• **DIRECTIONS FOR THIS TASK**: Reproduce the listing below line for line, with no changes.

>>>

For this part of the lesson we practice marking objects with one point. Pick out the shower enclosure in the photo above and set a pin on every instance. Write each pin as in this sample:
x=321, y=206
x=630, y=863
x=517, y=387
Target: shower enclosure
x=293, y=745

<<<

• **ANSWER TO THE TASK**:
For this part of the lesson we practice marking objects with one point. Pick out the shower enclosure in the photo above and set a pin on every instance. Write each pin as in this sample:
x=321, y=206
x=630, y=863
x=517, y=387
Target: shower enclosure
x=293, y=745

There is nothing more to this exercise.